#### [DOCUMENT TEXT]
┏━━

This review appears in the Fall 2021 issue of Modern Age. To subscribe to the journal, click here.

Crisis of the Two Constitutions: The Rise, Decline, and Recovery of American Greatness
By Charles R. Kesler
(Encounter Books, 2021)

The consideration of whither our Consti­tution is tending, or more importantly the future of the American regime, makes Charles R. Kesler’s Crisis of the Two Constitutions a timely addition to our bookshelves. The prospects for a healthy outcome look grim. Aristotle noted that when a friendship is destroyed between competing interests in the body politic, violent conflict is not far behind. In our situation, an oligarchical element has ascended, and it is not interested in sharing power with fellow citizens.

Kesler provides a masterful account of how we arrived at this benighted place. Depending on how you perceive Donald Trump’s rise, though, the book could be read with some cause for optimism. Perhaps Trump was not the beginning of the end but the end of the beginning of renewal. After all, officially, in 2020 Trump came within about 40,000 properly distributed votes of being reelected. Close to half the country rejected the Left’s vision of the future.

This narrow division is why the Left attacks Republicans, conservatives, and Trump voters: from warnings that the military would eject Trump from the White House by force to the labeling of many Republicans as deplorables or insurrectionists. To hear Joseph Biden’s inaugural address, America is littered with white supremacists. It does not take a rocket scientist to understand about whom he is speaking. All these assertions are political flares that signal our decaying bonds.

Although he does not dwell on the present situation—the book is a reflection on the Constitution—Kesler understands we are not in a time of “normal politics … within an accepted political and constitutional order.” We are possibly, perhaps likely, outside that order. Not just academic argument but political action is necessary if we do not want to become vassals of the global oligarchy. That need for action was part of the appeal of Trump, who was the only figure to stand against globalism, whether in outsourcing to China or uncritically opening our borders.

This crisis has been a long time coming. Kesler knows that the “living Constitution”—the practical means for subverting the law and then dispensing with it—has led to a creeping form of tyranny. The Founders worried about a singular Caesar figure. But impersonal administrative agencies have instead filled the constitutional void.

In fact, as Kesler notes, the modern form of tyranny is not well recognized because modern education blinded the public from recognizing what is before their eyes. As Leo Strauss wrote in On Tyranny, the modern crisis culminated when the classical understanding of politics, whose handmaiden is prudence, was abandoned. That development has now sapped public confidence in the regime.

A people must have some understanding of their ends in order to pursue human happiness. The political problem of modernity is that we have abandoned the idea that reason can shed light on these ends. Those familiar with Kesler (and the Claremont School—Kesler is editor of the Claremont Review of Books) know it is the Declaration of Independence that speaks to the natural ends of man. The Constitution provided the prudential framework so that we might live according to nature. The Declaration sheds light on the law, giving it animation and purpose.

The slow decline of America accelerated under the spell of relativism. This development undermined not just the law but the ends of humanity itself. Capable academics like Kesler have demonstrated over the decades how the Founders stitched together the teachings of the ancients and moderns in the service of liberty. Yet we ought not forget the possibility that perhaps nothing could have been done to prevent our decline. Like Plato, Polybius speaks of the cycle of regimes. The decline from best to worst proceeds according to nature, not simply because of bad ideas or political mistakes.

┗━━

#### [ENTRIES]
┏━━

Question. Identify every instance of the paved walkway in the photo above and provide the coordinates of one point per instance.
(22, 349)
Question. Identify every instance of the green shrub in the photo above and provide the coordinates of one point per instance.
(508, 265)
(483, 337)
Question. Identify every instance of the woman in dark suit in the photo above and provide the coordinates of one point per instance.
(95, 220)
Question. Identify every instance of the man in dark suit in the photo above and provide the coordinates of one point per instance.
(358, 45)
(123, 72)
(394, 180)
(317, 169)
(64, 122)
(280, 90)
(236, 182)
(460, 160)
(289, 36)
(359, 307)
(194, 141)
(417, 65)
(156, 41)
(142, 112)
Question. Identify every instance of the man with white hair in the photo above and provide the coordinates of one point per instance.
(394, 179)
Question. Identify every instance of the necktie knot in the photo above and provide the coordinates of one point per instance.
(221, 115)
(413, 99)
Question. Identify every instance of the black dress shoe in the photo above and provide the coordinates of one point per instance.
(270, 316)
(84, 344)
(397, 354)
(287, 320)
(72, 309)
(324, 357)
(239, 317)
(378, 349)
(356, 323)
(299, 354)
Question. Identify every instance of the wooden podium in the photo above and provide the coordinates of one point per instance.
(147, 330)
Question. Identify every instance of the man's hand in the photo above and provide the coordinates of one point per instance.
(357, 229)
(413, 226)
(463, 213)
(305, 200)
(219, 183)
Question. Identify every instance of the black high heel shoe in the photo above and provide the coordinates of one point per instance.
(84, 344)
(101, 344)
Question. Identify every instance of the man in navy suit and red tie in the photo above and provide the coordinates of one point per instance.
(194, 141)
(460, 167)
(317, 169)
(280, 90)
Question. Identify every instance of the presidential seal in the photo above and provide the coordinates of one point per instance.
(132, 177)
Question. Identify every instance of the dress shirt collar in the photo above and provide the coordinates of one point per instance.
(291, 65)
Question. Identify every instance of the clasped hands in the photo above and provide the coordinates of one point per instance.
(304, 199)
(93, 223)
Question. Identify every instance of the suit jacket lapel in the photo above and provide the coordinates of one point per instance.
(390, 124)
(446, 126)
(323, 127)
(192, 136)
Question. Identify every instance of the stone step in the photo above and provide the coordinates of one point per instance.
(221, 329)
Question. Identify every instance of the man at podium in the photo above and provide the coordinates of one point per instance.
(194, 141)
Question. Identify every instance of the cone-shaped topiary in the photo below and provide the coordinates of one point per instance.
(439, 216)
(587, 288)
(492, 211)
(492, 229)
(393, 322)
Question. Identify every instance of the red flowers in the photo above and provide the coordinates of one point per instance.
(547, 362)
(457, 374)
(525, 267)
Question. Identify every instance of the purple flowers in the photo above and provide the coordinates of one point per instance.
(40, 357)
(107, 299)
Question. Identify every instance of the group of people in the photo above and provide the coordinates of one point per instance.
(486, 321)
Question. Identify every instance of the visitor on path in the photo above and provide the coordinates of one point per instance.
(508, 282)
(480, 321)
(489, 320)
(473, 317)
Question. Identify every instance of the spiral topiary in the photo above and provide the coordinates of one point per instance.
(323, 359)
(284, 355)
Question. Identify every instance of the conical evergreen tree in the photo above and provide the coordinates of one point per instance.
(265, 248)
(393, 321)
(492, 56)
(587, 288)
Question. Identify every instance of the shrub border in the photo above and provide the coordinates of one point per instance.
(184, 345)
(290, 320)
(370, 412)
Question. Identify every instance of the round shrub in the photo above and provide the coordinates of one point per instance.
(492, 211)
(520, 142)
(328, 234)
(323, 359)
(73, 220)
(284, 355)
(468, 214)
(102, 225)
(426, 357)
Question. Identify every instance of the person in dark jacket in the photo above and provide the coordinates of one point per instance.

┗━━

#### [STATED TASK]
Answer these three questions using the book review:
1. In which issue of which journal does the review appear?
2. By about how many properly distributed votes did Trump miss reelection in 2020?
3. Which publication does Kesler edit?

#### [WORKED ANSWER]
1. The Fall 2021 issue of Modern Age.
2. About 40,000.
3. The Claremont Review of Books.